Instrução 1
Diga se cada afirmação abaixo está de acordo com o trecho sobre a restauração das matas ciliares no Xingu. Responda sim ou não e cite literalmente as palavras do trecho que decidem a questão.
(a) As matas ciliares da região estão sendo recuperadas com o plantio direto de sementes de árvores.
(b) A transposição de plântulas retiradas da floresta nativa deu bons resultados na região.
(c) Giselda Durigan esperava, a princípio, que a germinação fosse alta.

————————

ISA - Quais foram suas primeiras impressões a respeito do trabalho da Campanha Y Ikatu Xingu para a restauração e preservação das matas ciliares e áreas de preservação permanente na Bacia do Xingu?
Giselda Durigan - Quando eu soube, pelos relatos dos técnicos e pesquisadores envolvidos na restauração ecológica dentro da campanha Ikatu Xingu, que, contra todos os paradigmas da silvicultura convencional, as matas ciliares da região estão sendo recuperadas com o plantio direto de sementes de árvores, como se fossem soja ou milho, até mesmo com máquinas plantadeiras, confesso que pensei comigo: “isto não vai dar certo... a germinação vai ser baixa... a mortalidade será alta na estiagem... sementes pequenas não vão se desenvolver... o capim vai tomar conta dos plantios...” Além dessas suposições, baseadas nas experiências do sudeste, eu sabia também que outras técnicas de baixo custo já haviam sido testadas na região, sem sucesso, como a transposição de plântulas ou folhiço retirados da floresta nativa, que não sobreviveram à primeira estação seca. E eu temia então pelo desânimo das pessoas diante de uma nova tentativa frustrada.

————————

Instrução 2
Por favor, reescreva somente as linhas dos registros que começam na linha com "# segment --target small brown bird" e seguem até o fim dos registros, incluídas as linhas de comando. Multiplique por 0,25 todas as coordenadas dos contornos e arredonde para o inteiro mais próximo, com as metades para cima.

Registros listados
————————

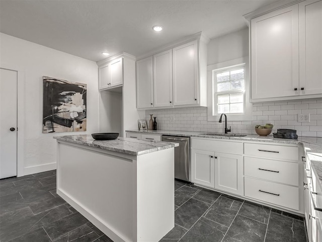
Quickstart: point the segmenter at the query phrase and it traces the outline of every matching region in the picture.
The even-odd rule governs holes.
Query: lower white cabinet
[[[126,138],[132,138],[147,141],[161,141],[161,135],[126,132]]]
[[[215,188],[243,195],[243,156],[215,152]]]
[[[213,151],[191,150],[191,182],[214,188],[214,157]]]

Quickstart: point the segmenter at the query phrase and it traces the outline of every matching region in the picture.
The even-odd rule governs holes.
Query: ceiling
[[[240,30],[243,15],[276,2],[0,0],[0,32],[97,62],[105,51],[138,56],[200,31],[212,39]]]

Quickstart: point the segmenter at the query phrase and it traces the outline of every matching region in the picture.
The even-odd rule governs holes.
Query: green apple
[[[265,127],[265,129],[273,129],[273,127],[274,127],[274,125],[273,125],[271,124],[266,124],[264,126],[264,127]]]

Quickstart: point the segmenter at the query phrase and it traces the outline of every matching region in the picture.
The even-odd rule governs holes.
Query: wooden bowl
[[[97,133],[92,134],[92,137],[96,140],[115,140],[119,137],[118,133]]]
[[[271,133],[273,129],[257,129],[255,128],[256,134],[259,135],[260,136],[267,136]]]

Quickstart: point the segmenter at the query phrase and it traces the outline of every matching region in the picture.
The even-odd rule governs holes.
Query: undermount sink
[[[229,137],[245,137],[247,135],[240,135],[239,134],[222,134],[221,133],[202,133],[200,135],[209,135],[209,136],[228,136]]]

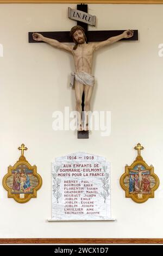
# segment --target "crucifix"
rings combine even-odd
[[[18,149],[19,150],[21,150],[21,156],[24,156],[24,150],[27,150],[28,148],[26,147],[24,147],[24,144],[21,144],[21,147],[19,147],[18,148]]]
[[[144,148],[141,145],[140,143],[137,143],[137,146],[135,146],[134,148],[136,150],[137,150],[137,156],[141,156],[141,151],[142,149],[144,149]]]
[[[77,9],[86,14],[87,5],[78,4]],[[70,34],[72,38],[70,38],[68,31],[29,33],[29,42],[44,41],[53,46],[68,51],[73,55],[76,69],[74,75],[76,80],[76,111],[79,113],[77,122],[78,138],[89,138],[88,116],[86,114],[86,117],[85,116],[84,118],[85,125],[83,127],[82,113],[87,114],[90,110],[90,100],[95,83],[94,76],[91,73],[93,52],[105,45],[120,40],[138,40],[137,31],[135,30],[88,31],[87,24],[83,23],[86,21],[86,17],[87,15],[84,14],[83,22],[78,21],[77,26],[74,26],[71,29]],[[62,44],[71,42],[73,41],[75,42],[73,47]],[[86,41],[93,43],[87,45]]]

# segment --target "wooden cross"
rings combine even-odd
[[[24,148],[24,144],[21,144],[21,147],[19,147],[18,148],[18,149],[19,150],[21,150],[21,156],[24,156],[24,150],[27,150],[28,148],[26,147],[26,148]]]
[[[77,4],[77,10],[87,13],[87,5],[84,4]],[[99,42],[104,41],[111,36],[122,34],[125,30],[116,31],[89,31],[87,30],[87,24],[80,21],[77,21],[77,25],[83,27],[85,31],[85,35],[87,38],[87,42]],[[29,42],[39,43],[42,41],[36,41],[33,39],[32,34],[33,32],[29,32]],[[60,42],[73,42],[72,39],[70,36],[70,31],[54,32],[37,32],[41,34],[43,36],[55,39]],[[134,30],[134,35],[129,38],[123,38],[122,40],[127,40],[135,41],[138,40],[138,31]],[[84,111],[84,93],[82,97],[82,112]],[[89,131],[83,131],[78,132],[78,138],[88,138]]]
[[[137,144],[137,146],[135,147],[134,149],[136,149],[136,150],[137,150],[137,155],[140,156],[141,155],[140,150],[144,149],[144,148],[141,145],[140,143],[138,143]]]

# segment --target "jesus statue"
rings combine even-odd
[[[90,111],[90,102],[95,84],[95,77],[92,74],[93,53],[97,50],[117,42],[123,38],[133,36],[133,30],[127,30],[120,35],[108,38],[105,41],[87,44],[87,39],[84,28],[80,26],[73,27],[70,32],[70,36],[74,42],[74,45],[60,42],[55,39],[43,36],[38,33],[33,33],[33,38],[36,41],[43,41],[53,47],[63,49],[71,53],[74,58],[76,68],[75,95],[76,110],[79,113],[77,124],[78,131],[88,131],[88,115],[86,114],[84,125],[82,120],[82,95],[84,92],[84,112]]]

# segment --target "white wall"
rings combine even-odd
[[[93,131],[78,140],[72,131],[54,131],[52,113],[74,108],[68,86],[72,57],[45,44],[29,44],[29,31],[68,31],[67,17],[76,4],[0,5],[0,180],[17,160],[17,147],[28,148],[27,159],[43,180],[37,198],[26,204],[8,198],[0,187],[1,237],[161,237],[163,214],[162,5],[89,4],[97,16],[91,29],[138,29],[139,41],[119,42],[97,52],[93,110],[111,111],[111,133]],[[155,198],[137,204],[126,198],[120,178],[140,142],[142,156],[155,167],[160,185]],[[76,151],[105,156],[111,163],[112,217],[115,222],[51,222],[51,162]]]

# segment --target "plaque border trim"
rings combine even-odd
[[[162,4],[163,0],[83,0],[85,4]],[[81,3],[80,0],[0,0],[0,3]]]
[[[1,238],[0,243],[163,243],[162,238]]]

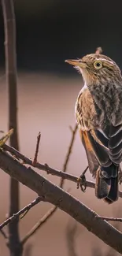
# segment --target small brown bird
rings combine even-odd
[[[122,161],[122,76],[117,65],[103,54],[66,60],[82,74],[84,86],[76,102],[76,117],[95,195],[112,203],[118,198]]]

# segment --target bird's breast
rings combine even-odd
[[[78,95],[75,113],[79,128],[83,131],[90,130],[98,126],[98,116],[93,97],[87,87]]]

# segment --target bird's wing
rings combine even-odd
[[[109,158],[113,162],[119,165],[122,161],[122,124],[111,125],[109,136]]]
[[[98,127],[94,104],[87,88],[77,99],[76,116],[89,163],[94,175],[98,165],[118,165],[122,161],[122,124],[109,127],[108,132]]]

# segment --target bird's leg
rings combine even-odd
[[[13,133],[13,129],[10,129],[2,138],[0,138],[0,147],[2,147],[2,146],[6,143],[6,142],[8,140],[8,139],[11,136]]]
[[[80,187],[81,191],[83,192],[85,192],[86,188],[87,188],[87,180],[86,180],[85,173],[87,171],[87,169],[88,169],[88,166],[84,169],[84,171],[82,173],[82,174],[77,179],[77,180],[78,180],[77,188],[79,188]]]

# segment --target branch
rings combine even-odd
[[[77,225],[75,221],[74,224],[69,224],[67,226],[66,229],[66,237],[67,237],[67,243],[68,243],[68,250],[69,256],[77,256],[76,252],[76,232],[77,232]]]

————————

Resultado da tarefa 1
(a) Sim: "as matas ciliares da região estão sendo recuperadas com o plantio direto de sementes de árvores"
(b) Não: "sem sucesso, como a transposição de plântulas ou folhiço retirados da floresta nativa, que não sobreviveram à primeira estação seca"
(c) Não: "a germinação vai ser baixa"

Resultado da tarefa 2
# segment --target small brown bird
rings combine even-odd
[[[31,40],[31,19],[29,16],[26,14],[17,15],[21,19],[21,22],[19,26],[19,29],[24,49],[28,51],[30,50]]]

# segment --target bird's breast
rings combine even-odd
[[[20,24],[19,28],[20,32],[21,33],[23,33],[25,32],[25,29],[23,24],[22,22]]]

# segment --target bird's wing
rings combine even-odd
[[[27,40],[28,41],[30,41],[31,40],[31,31],[28,31],[27,34]]]
[[[25,32],[24,26],[22,22],[19,25],[19,29],[22,41],[24,44],[25,41],[30,41],[31,40],[31,31],[27,32],[27,33]]]

# segment --target bird's leg
rings combine even-odd
[[[3,33],[3,32],[3,32],[1,35],[0,35],[0,37],[1,37],[1,37],[2,36],[2,36],[2,35],[2,35],[3,34]]]
[[[20,47],[20,48],[21,48],[21,48],[22,47],[22,47],[22,45],[22,45],[21,43],[22,43],[22,42],[22,42],[22,42],[21,42],[21,43],[21,43],[21,44],[19,45],[19,45],[20,45],[19,47],[20,47]]]

# segment --target branch
rings combine even-odd
[[[19,56],[19,55],[19,56],[17,56],[17,57],[17,57],[17,59],[17,59],[17,61],[17,61],[17,63],[17,64],[19,64],[19,63],[19,58],[19,58]]]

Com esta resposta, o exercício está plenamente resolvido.